According to a teacher at one of the schools near the mine enrolment had increased significantly because parents and guardians are able to pay fees and prostitution is minimal since youth are always occupied at the mine.
“If they are to lose the mine, miners will be jobless and fail to pay fees. That will mean an abrupt end to pupils’ dreams,” said the teacher.
Apart from rampant abuse by their male colleagues, women in artisanal mining have to contend with a lot of challenges among them lack of proper equipment, pollution, low returns and poor working conditions.
Speaking at a recent mining for sustainable development workshop in Bulawayo, female participants claimed that the mining sector was hostile to them as they were being bullied by their male counterparts.
Bubi Small Scale Miners Association coordinator, Mrs Nobuhle Ncube, said women were vulnerable in the mining sector hence they wanted protection and special claims designed for them.
“We are viewed as inferior, some women artisanal miners have suffered violence and sexual harassment at the mines as they are being taken advantage of because most mining activities occur in the bushes, which are far away from homes and the police bases,” said Ncube.

****************************************

▶ TASK A
In the text on women in artisanal mining, list the challenges named after the words "among them".

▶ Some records
****************************************

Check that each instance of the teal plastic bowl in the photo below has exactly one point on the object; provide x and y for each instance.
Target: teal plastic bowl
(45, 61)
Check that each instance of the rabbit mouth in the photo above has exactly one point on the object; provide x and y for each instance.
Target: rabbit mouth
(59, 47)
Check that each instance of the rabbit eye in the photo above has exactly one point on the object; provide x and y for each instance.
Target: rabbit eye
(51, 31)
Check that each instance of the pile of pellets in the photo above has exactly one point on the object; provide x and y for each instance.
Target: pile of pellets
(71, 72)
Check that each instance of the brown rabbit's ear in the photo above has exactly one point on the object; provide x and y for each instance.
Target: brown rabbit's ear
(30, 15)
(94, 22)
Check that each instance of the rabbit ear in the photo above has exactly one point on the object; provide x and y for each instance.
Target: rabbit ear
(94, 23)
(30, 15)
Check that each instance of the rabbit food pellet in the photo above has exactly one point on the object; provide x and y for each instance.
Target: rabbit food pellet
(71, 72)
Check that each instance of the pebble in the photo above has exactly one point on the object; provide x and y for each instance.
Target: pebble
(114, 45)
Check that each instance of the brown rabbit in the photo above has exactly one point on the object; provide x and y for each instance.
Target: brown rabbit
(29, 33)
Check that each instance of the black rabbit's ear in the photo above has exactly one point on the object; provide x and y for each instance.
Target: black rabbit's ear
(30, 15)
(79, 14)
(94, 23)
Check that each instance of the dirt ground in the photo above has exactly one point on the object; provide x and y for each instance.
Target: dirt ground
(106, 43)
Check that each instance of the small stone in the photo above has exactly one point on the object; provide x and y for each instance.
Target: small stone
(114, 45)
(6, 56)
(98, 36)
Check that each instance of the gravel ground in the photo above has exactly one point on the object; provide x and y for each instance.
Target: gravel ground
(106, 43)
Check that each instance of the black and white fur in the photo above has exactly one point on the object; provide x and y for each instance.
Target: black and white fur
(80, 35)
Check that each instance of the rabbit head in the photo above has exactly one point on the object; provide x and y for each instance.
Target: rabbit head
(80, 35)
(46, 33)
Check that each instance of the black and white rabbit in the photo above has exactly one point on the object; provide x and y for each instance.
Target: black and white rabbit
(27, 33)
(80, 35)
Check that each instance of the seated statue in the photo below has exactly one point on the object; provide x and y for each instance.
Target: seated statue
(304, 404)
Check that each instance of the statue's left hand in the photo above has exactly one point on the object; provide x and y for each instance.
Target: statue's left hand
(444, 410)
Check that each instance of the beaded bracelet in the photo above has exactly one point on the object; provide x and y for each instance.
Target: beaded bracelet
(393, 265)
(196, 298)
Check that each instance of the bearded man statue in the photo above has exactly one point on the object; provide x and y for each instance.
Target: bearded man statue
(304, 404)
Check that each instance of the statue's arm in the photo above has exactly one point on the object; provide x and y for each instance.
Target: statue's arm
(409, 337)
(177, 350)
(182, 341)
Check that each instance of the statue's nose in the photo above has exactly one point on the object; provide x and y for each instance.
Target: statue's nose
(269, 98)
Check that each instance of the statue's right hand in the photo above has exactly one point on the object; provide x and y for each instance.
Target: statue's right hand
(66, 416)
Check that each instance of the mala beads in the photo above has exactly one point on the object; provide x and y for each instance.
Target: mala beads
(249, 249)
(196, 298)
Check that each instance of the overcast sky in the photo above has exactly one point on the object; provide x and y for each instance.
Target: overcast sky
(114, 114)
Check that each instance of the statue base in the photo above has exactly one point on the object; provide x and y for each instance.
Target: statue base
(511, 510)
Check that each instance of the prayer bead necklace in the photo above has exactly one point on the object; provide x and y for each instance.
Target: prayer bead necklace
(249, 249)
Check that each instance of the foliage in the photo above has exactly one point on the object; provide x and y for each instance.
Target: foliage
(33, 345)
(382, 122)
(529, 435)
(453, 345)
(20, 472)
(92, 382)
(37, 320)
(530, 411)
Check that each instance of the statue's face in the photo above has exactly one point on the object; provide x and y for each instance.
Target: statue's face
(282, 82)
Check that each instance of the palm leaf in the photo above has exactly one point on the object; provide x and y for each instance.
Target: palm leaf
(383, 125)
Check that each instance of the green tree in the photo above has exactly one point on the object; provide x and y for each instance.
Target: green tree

****************************************

▶ TASK B
Put the lines of the records into a numbered list, starting at the line that contains "Check that each instance of the statue base" and ending at the last line of the records. Leave out blank lines.

▶ TASK OUTPUT A
1. Lack of proper equipment
2. Pollution
3. Low returns
4. Poor working conditions

▶ TASK OUTPUT B
1. Check that each instance of the statue base in the photo above has exactly one point on the object; provide x and y for each instance.
2. Target: statue base
3. (511, 510)
4. Check that each instance of the prayer bead necklace in the photo above has exactly one point on the object; provide x and y for each instance.
5. Target: prayer bead necklace
6. (249, 249)
7. Check that each instance of the foliage in the photo above has exactly one point on the object; provide x and y for each instance.
8. Target: foliage
9. (33, 345)
10. (382, 122)
11. (529, 435)
12. (453, 345)
13. (20, 472)
14. (92, 382)
15. (37, 320)
16. (530, 411)
17. Check that each instance of the statue's face in the photo above has exactly one point on the object; provide x and y for each instance.
18. Target: statue's face
19. (282, 82)
20. Check that each instance of the palm leaf in the photo above has exactly one point on the object; provide x and y for each instance.
21. Target: palm leaf
22. (383, 125)
23. Check that each instance of the green tree in the photo above has exactly one point on the object; provide x and y for each instance.
24. Target: green tree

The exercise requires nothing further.